[Data under study]

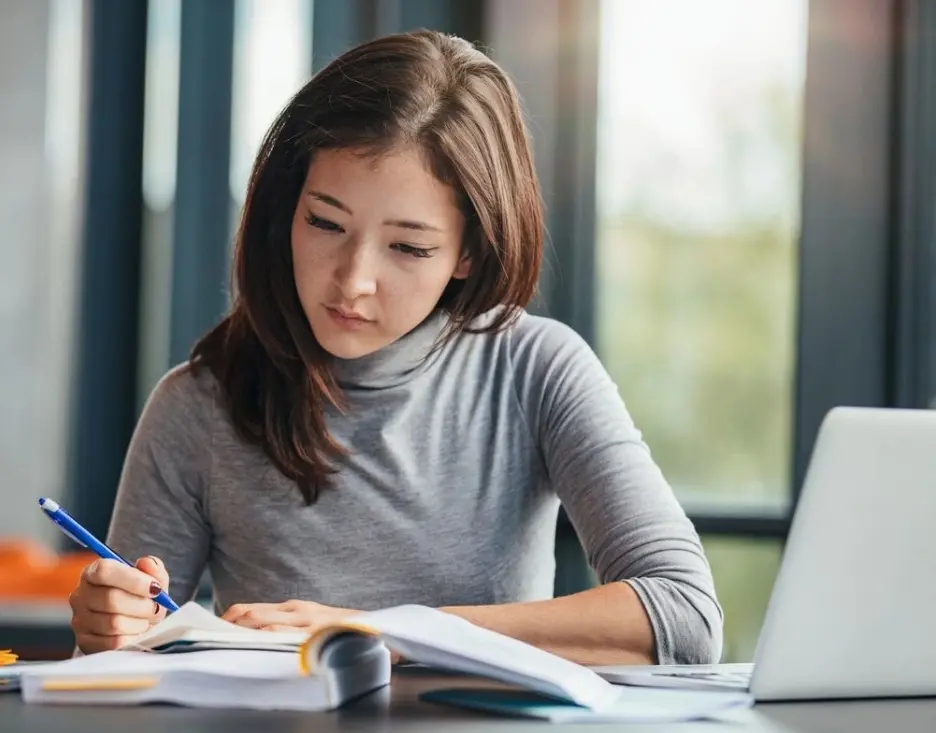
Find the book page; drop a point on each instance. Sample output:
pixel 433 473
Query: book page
pixel 193 623
pixel 443 640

[/Data under study]

Without including the pictures, reproduce all entries exactly.

Find the book page; drop a point on each instance. Sample output:
pixel 433 473
Query: book page
pixel 193 623
pixel 443 640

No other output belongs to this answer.